**DATASET RECORDS**

◇ ◇ ◇ ◇ ◇

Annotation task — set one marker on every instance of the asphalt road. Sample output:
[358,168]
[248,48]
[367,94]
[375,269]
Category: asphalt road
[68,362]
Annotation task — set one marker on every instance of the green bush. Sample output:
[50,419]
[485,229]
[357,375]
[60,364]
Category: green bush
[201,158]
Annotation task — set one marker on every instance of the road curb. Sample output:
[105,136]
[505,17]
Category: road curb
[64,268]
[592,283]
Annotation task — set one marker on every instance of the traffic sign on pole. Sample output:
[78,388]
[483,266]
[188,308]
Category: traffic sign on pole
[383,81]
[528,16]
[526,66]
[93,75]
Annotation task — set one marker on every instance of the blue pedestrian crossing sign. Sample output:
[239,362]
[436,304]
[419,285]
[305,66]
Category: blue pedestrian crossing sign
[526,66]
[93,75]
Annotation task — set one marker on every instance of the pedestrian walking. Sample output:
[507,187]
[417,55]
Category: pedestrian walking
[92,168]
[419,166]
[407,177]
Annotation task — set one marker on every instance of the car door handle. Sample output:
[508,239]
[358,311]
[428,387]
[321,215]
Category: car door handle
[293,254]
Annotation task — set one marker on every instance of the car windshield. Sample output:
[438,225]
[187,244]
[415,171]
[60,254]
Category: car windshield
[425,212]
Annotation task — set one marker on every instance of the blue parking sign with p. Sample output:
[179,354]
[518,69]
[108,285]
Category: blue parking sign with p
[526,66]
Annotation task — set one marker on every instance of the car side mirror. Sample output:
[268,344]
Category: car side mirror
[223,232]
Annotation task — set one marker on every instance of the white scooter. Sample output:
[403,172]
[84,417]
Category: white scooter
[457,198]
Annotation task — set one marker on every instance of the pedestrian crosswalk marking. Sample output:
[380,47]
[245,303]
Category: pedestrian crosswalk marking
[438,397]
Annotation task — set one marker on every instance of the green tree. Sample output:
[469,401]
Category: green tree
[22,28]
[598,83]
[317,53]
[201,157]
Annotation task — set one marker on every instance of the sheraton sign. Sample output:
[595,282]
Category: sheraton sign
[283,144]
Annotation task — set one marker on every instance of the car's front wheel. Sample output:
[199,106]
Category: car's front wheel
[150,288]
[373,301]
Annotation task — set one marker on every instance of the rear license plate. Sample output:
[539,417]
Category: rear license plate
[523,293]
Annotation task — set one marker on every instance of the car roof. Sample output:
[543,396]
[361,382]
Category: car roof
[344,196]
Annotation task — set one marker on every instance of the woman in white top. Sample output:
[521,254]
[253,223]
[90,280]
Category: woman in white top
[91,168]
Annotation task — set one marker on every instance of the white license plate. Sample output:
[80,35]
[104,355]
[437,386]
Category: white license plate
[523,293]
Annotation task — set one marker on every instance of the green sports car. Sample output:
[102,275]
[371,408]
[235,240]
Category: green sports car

◇ ◇ ◇ ◇ ◇

**PROBLEM TO WORK ON**
Can you write out everything from the line containing "the white license" down to the end of the records again, requests included, with every number in the answer coordinates shifted by -147?

**FULL SOLUTION**
Annotation task — set one marker on every instance of the white license plate. Sample output:
[80,35]
[104,355]
[437,386]
Category: white license plate
[376,146]
Annotation task — set one marker on every instance of the green sports car. Sample output:
[102,275]
[371,408]
[235,240]
Category: green sports car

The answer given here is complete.